Beginning at the line that contains "the boat deck" and ending at the last line of the entries, write out each line exactly; include nothing outside that span.

[START ENTRIES SUPPLIED]

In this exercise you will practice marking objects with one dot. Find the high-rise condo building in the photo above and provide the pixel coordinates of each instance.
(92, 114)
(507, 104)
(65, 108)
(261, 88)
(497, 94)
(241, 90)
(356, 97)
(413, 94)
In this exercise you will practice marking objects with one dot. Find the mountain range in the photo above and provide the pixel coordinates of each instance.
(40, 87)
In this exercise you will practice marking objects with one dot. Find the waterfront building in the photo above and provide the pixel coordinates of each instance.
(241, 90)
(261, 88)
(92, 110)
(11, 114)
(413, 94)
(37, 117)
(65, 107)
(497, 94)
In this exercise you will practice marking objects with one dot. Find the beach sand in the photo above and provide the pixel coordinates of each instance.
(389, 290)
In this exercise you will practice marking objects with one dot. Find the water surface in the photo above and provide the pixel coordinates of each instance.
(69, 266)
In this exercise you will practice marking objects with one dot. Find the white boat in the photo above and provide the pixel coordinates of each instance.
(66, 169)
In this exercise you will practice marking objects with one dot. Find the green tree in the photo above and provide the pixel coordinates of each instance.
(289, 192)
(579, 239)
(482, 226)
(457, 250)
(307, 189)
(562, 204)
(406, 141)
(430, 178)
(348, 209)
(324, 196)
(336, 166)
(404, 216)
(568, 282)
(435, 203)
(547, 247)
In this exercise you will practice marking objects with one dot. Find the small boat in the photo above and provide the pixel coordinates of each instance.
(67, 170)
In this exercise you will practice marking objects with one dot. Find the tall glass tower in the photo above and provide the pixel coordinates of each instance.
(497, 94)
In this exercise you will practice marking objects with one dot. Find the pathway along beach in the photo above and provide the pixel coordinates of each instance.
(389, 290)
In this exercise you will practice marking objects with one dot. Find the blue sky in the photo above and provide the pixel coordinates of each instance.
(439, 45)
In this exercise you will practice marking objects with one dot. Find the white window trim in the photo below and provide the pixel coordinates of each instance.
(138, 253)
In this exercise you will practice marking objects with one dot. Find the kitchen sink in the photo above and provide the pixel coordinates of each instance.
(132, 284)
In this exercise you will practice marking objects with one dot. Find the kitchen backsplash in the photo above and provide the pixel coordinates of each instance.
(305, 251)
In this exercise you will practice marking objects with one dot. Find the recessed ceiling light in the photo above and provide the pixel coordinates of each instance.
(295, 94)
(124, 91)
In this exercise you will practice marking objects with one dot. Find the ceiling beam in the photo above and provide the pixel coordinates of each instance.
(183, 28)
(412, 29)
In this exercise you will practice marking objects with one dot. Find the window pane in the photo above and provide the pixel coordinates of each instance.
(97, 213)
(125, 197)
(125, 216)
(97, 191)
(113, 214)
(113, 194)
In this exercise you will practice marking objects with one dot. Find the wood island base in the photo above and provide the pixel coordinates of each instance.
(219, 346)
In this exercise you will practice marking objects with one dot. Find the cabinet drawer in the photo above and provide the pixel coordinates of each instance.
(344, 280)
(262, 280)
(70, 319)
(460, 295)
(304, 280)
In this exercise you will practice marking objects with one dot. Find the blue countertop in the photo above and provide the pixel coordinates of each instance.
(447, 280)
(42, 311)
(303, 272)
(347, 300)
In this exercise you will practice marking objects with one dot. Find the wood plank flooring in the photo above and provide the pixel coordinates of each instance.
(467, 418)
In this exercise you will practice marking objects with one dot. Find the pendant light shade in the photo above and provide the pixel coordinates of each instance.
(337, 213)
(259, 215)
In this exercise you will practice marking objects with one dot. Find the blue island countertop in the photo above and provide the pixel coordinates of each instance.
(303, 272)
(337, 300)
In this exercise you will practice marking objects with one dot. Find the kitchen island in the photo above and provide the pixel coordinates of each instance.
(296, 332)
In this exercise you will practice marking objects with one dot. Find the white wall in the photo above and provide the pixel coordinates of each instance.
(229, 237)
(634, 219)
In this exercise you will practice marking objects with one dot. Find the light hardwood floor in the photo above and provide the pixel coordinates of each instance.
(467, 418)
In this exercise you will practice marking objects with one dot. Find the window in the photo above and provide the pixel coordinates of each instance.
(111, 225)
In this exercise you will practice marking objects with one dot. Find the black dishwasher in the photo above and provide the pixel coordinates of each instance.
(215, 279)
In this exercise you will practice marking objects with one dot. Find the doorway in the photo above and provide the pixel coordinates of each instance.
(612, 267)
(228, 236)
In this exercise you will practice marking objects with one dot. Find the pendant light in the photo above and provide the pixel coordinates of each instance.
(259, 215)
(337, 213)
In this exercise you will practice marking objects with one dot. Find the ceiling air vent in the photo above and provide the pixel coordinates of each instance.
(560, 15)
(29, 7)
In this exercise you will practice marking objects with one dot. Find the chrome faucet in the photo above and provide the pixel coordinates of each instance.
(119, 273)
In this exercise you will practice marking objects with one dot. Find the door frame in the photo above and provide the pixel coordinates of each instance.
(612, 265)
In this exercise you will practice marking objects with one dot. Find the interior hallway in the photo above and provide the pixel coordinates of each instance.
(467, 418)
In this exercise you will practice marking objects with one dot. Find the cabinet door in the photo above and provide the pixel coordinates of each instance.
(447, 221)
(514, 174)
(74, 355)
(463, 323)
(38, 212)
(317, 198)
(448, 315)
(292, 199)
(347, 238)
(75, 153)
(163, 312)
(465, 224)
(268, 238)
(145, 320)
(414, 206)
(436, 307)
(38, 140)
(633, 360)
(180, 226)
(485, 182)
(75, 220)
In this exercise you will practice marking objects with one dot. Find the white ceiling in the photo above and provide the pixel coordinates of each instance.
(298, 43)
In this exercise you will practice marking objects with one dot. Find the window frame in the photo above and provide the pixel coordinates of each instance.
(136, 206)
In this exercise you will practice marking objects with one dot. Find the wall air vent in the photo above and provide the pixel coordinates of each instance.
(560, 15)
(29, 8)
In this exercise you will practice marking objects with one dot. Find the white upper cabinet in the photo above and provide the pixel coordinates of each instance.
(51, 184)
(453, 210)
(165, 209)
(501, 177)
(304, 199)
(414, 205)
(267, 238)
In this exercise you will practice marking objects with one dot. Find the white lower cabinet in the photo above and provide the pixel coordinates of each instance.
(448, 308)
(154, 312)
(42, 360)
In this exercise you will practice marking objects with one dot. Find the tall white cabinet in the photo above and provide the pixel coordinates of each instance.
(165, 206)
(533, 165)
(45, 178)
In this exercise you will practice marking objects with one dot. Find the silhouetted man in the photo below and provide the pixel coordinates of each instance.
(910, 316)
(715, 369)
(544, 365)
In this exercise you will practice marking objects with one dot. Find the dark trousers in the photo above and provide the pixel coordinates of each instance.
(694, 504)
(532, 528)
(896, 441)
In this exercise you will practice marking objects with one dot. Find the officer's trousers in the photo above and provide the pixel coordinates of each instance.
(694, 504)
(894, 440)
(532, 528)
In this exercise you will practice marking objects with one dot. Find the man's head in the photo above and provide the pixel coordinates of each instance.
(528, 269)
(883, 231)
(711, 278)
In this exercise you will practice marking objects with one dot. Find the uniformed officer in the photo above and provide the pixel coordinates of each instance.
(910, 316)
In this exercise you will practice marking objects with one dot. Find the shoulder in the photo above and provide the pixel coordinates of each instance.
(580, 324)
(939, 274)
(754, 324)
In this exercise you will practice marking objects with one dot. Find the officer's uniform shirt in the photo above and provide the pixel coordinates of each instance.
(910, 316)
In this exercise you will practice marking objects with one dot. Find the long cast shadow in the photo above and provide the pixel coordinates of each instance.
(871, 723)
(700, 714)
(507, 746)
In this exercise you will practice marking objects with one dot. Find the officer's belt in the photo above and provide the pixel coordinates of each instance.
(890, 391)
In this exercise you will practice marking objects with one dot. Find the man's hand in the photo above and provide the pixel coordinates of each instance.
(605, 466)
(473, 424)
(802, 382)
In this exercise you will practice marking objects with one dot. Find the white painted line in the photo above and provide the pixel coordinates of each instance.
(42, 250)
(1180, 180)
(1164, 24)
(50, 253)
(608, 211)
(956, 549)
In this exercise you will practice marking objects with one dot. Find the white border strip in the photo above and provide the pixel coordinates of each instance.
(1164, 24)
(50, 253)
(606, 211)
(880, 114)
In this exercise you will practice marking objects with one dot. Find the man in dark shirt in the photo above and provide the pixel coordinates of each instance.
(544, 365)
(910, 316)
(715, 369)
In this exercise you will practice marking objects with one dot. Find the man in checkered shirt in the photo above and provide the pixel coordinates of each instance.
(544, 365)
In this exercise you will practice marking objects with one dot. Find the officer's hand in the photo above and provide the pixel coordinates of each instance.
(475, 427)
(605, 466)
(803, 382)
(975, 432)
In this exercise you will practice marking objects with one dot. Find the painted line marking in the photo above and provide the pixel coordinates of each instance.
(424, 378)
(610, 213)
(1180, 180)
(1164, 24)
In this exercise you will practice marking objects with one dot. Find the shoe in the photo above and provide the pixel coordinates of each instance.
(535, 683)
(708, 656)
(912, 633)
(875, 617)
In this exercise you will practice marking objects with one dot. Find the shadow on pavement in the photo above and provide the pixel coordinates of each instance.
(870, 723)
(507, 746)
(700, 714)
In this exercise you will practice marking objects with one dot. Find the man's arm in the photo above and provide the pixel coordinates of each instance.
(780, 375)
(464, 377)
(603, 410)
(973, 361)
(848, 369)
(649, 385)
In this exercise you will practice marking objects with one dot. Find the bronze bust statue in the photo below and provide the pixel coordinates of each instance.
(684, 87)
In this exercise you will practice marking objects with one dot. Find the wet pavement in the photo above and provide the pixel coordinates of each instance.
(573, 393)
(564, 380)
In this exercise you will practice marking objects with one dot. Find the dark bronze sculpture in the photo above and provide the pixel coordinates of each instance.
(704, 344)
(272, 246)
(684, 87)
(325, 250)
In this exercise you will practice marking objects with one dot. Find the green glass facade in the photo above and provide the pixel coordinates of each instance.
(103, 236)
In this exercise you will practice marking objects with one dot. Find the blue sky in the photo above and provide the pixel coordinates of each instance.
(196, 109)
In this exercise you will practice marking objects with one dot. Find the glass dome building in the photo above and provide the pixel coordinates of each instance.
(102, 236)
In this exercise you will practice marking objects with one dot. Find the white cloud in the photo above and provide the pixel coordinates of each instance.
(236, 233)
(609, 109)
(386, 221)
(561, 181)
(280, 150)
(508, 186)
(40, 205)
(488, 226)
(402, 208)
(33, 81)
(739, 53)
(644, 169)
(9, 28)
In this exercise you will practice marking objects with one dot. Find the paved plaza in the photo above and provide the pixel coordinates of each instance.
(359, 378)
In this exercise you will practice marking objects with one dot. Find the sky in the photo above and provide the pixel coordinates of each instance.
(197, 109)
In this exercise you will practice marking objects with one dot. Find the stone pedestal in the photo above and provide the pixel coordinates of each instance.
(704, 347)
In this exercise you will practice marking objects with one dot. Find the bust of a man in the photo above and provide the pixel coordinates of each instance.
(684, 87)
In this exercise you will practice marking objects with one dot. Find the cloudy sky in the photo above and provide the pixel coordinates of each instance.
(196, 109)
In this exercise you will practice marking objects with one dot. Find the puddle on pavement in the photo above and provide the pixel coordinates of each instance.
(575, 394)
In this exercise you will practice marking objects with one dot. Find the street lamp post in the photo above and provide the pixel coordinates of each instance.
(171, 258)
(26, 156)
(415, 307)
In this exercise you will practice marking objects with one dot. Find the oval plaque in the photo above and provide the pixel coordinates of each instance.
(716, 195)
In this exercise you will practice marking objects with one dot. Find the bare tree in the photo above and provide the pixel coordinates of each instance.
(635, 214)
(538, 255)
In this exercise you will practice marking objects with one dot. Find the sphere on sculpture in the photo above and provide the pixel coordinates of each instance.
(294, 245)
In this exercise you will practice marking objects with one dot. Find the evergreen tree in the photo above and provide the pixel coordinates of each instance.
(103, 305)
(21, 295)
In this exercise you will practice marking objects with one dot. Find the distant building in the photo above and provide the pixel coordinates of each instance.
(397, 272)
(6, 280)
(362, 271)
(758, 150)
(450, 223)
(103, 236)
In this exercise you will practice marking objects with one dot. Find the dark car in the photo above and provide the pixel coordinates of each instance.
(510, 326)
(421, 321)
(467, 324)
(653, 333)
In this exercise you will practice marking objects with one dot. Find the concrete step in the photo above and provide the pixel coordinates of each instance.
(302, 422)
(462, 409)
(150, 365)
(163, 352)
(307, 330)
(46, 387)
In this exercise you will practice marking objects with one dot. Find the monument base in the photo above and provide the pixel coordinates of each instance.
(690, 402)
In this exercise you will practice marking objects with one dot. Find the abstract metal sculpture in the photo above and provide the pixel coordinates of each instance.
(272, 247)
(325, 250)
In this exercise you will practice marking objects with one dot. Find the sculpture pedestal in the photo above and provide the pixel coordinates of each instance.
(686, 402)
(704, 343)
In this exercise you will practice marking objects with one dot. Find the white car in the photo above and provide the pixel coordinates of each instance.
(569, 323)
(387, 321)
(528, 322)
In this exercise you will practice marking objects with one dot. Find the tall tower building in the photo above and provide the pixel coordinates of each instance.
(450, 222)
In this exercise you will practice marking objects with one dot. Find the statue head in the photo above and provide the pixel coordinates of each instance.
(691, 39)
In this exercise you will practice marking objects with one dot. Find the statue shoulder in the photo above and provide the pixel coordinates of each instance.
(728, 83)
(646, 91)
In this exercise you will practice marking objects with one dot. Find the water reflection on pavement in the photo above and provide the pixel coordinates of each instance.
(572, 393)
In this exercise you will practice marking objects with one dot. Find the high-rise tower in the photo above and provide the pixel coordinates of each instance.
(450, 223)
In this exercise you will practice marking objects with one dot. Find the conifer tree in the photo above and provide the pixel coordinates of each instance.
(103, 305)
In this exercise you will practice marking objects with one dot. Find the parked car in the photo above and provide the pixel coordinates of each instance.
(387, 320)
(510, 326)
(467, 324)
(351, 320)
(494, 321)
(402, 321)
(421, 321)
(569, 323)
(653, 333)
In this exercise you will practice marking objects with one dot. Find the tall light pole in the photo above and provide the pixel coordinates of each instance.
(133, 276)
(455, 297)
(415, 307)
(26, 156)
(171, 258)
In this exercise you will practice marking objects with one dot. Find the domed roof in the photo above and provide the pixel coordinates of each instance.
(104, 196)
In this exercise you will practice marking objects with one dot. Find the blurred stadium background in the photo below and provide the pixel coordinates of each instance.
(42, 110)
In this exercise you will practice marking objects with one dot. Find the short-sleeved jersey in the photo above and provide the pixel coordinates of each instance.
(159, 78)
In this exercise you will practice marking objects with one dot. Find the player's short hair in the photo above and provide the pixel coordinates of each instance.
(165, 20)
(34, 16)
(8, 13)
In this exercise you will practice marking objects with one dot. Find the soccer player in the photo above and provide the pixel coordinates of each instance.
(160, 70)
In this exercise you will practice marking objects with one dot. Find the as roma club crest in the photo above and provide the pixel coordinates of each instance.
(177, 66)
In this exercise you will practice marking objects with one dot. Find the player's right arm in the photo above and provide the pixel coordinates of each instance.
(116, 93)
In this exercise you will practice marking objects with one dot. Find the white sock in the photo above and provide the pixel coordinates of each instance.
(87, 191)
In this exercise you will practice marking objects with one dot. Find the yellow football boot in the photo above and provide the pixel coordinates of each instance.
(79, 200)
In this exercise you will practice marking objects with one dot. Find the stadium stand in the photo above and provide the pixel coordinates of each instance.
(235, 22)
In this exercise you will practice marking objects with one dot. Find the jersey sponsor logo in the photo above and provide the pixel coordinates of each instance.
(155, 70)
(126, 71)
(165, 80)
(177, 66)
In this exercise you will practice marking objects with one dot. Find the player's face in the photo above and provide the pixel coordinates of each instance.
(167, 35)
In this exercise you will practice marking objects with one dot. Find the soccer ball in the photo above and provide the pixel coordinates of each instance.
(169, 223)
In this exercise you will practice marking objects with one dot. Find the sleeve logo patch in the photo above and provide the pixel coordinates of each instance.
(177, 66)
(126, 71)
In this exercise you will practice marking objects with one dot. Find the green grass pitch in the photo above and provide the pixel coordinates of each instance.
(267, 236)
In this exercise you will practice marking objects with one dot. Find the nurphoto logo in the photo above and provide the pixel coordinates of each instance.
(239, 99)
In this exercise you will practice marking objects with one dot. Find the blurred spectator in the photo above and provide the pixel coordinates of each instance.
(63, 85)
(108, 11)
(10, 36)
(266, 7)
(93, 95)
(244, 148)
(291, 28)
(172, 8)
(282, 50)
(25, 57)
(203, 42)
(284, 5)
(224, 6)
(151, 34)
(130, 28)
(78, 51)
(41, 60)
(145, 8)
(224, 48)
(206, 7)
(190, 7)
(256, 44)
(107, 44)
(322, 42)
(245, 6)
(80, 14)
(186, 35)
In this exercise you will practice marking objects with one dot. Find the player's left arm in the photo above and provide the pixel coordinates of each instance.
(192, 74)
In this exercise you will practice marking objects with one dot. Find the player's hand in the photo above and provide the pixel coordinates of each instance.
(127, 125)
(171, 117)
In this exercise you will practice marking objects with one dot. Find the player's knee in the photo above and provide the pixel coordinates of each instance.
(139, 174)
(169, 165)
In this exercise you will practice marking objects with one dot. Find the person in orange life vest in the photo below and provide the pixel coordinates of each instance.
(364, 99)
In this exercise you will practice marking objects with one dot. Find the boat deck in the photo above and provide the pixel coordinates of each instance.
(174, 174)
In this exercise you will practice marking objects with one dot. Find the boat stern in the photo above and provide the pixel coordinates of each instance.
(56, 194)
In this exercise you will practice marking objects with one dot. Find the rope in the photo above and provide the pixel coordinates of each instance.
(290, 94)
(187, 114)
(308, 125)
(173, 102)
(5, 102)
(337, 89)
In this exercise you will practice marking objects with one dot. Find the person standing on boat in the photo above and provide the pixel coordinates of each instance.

[END ENTRIES SUPPLIED]

WRITTEN RESPONSE
In this exercise you will practice marking objects with one dot. Find the boat deck in the photo above and provide the pixel coordinates of each instance.
(174, 174)
In this exercise you will practice marking objects with one dot. Find the boat stern in the photo above and provide the pixel coordinates of each instance.
(56, 194)
In this exercise you will practice marking objects with one dot. Find the rope in the photo above and provide the pixel coordinates of each instance.
(290, 94)
(187, 114)
(308, 125)
(173, 102)
(5, 102)
(337, 89)
In this exercise you will practice marking objects with one dot. Find the person standing on boat in the photo above and provide the pixel coordinates of each instance.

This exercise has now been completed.